# [Textauszug]
Die Demonstrationen häufen sich in
diesen Wochen. Täglich finden im bevölkerungsreichsten
arabischen Land Kundgebungen statt. Sie sind klein und
überschaubar. Die wenigen Dutzend Demonstranten werden immer
durch eine gewaltige Polizeimacht abgeschirmt. Seit bald einem
Vierteljahrhundert gilt in Ägypten der Ausnahmezustand.
Politische Kundgebungen in der Öffentlichkeit sind eigentlich
strikt verboten, doch die Obrigkeit duldet die kleinen
Aufläufe und antwortet den Demonstranten mit
Schlagstöcken und angeheuerten Schlägern. Seit knapp 24
Jahren ist Hosni Mubarak Präsident. Der 77-jährige "Rais"

# [Kurze Aufgabe A]
Wie lange gilt laut dem Textauszug in Ägypten bereits der Ausnahmezustand?

# [Bereitgestellte Zeilen]
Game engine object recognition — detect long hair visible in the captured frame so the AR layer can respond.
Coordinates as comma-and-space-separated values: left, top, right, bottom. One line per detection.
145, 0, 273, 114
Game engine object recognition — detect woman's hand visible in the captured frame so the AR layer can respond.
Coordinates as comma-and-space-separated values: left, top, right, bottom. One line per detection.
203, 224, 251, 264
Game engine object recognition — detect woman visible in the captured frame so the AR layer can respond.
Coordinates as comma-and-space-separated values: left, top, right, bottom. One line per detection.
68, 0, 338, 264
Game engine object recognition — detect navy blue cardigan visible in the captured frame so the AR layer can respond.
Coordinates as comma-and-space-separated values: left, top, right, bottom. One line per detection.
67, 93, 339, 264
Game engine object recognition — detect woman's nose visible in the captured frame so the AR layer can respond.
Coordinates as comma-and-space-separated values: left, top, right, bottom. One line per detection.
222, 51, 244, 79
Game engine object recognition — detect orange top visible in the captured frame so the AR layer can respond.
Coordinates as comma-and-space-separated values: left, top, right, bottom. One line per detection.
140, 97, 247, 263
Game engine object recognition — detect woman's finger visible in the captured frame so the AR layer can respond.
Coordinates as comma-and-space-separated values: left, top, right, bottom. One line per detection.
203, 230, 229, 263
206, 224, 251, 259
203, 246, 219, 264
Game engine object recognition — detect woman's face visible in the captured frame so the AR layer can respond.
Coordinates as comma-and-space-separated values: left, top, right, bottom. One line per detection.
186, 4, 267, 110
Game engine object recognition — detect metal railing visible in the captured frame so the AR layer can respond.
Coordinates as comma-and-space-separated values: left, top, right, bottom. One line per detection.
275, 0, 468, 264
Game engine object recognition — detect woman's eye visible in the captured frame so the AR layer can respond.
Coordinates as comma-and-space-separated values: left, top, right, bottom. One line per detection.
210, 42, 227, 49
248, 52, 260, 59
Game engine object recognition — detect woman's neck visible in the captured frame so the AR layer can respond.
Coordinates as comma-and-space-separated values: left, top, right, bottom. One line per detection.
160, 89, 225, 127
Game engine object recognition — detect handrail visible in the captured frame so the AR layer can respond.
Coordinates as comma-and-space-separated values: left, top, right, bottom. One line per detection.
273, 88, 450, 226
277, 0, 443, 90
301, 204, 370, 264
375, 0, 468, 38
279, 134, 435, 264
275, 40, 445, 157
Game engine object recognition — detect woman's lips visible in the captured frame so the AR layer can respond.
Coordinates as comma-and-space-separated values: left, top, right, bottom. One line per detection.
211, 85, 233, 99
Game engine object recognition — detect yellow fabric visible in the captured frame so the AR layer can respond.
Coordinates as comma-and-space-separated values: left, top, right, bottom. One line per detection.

---

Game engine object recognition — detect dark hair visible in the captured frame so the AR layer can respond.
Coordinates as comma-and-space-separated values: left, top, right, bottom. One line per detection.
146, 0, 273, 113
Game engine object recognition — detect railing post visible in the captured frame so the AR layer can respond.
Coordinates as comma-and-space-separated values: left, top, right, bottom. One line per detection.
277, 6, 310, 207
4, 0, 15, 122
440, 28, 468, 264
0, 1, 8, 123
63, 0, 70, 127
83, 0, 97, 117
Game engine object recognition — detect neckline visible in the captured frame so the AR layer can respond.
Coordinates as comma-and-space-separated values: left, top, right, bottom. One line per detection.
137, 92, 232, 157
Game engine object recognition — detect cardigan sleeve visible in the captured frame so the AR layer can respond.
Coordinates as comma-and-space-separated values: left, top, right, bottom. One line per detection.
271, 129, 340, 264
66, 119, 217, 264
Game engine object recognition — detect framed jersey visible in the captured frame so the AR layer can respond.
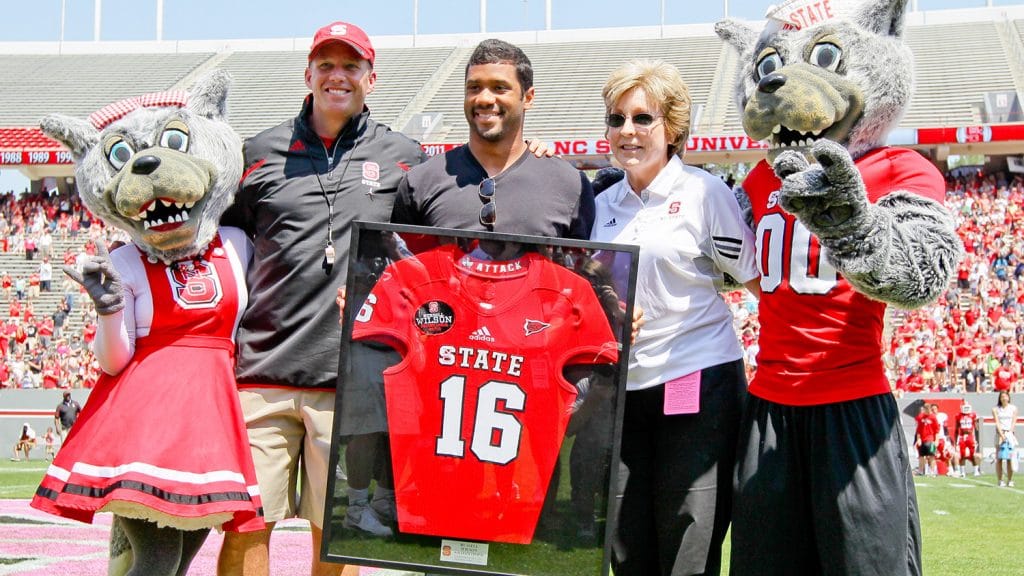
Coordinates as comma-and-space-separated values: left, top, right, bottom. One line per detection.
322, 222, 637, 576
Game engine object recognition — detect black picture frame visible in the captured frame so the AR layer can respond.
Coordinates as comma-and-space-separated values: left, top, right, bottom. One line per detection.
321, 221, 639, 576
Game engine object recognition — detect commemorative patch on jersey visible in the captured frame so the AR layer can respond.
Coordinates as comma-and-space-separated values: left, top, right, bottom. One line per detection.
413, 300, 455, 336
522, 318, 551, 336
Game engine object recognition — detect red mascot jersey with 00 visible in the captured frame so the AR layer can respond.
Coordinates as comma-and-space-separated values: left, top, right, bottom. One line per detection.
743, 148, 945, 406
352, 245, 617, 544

# [Kurze Aufgabe B]
Schreibe aus den Zeilen oben diejenigen ab, die mit der Zeile mit „Game engine object recognition — detect metal“ beginnen und mit der Zeile mit „160, 89, 225, 127“ enden, beide eingeschlossen.

# [Antwort zur Übung A]
Seit bald einem Vierteljahrhundert.

# [Antwort zur Übung B]
Game engine object recognition — detect metal railing visible in the captured frame so the AR layer can respond.
Coordinates as comma-and-space-separated values: left, top, right, bottom. One line per detection.
275, 0, 468, 264
Game engine object recognition — detect woman's eye visible in the captured frame so the AR layer can respond.
Coordinates as comma-and-space-separated values: left, top, right, bottom. One line per detection.
210, 42, 227, 49
248, 52, 260, 59
Game engine object recognition — detect woman's neck visible in the captured frame so the AR layer can respond.
Coordinates as comma-and-space-separated values: left, top, right, bottom. One line per detection.
160, 89, 225, 127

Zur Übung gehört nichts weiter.